● **Consigne**: Recopiez toutes les lignes de la liste, de celle qui contient « Can you see the gray » jusqu'à la fin de la liste, en mettant à l'échelle chaque coordonnée en pixels donnée en réponse : multipliez-la par 1,6 et arrondissez à l'entier, les demis vers le haut. Ne gardez pas les images.

● **Lignes de données**:
%%
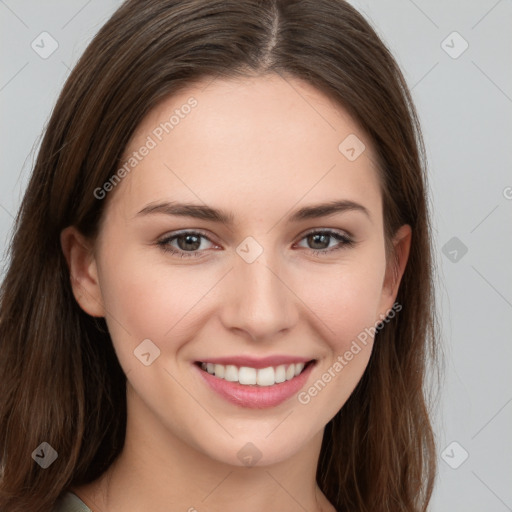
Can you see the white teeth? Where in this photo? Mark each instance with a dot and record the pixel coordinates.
(266, 377)
(251, 376)
(231, 373)
(280, 374)
(247, 375)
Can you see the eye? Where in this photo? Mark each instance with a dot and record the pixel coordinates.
(188, 243)
(321, 238)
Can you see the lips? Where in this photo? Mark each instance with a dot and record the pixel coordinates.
(258, 386)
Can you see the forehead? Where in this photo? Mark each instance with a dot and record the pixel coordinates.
(249, 140)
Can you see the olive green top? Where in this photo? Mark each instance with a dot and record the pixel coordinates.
(70, 503)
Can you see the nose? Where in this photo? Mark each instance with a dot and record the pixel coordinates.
(261, 300)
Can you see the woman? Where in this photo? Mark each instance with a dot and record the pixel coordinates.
(278, 363)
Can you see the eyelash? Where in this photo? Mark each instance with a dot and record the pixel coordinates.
(344, 240)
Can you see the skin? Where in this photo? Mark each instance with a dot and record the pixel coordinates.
(261, 148)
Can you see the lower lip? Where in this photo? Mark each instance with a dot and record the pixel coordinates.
(256, 397)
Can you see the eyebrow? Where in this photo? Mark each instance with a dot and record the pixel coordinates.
(220, 216)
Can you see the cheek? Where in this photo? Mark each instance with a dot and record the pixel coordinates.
(346, 299)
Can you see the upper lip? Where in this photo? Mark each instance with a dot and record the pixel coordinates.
(256, 362)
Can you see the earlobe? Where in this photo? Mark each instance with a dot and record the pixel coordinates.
(83, 271)
(396, 267)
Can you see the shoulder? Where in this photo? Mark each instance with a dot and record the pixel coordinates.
(70, 502)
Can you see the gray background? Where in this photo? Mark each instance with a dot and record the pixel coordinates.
(465, 106)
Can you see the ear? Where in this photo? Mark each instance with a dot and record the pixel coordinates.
(395, 268)
(83, 271)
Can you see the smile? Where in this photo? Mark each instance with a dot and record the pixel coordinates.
(273, 382)
(248, 376)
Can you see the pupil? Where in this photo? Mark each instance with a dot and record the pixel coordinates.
(188, 239)
(319, 236)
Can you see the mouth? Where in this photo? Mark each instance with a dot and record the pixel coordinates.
(250, 376)
(255, 388)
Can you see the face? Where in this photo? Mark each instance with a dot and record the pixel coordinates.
(251, 278)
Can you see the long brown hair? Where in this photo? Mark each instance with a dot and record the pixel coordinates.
(60, 378)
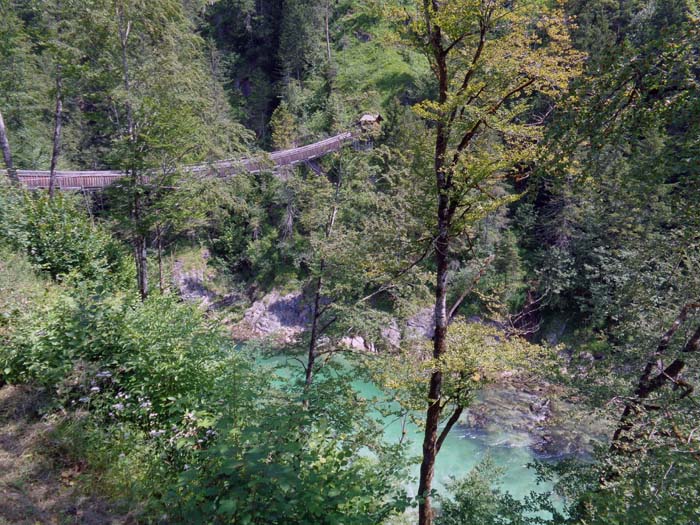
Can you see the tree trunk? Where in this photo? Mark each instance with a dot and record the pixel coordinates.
(311, 360)
(442, 246)
(432, 420)
(141, 266)
(58, 115)
(161, 281)
(328, 33)
(315, 330)
(6, 152)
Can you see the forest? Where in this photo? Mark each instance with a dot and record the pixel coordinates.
(350, 262)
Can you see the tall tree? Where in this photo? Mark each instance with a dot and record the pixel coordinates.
(7, 152)
(163, 94)
(488, 57)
%%
● **Exercice corrigé**:
Can you see the gray background? Where in this photo? Mark each instance with a dot and record the pixel coordinates.
(744, 170)
Can you see the ear? Where in this photo? Mark each instance with a dot and record the pixel coordinates.
(632, 429)
(133, 434)
Can you see the smile? Where in this photo? Mark each instance with a dot and record the pixel coordinates.
(437, 611)
(397, 602)
Can you see the pupil? Where in this photo? Mark each instance with a dot and record the pixel coordinates.
(301, 382)
(510, 378)
Can you see the mouth? Where in this photo? Mark each instance with a dot and record the pixel coordinates.
(400, 602)
(408, 621)
Can you see the face? Where in this photo? Mark each instance with a dot and record the pixel coordinates.
(402, 445)
Can you see the long brown hair? Where in this photo? Mark each instance with a dot and record the pixel coordinates.
(96, 605)
Can you see the tree trunk? Where in this photo? Mark each instance with a dot and record the pixel coordinates.
(498, 576)
(707, 394)
(691, 672)
(226, 426)
(93, 184)
(258, 450)
(525, 53)
(504, 528)
(10, 243)
Can you see the forest? Where in this photo? Mark each instance with a dot and record the pixel coordinates.
(560, 419)
Can you see the tall tree? Where in this photo? Mark each instance with a dot and record the pixel coordinates.
(11, 243)
(261, 150)
(781, 91)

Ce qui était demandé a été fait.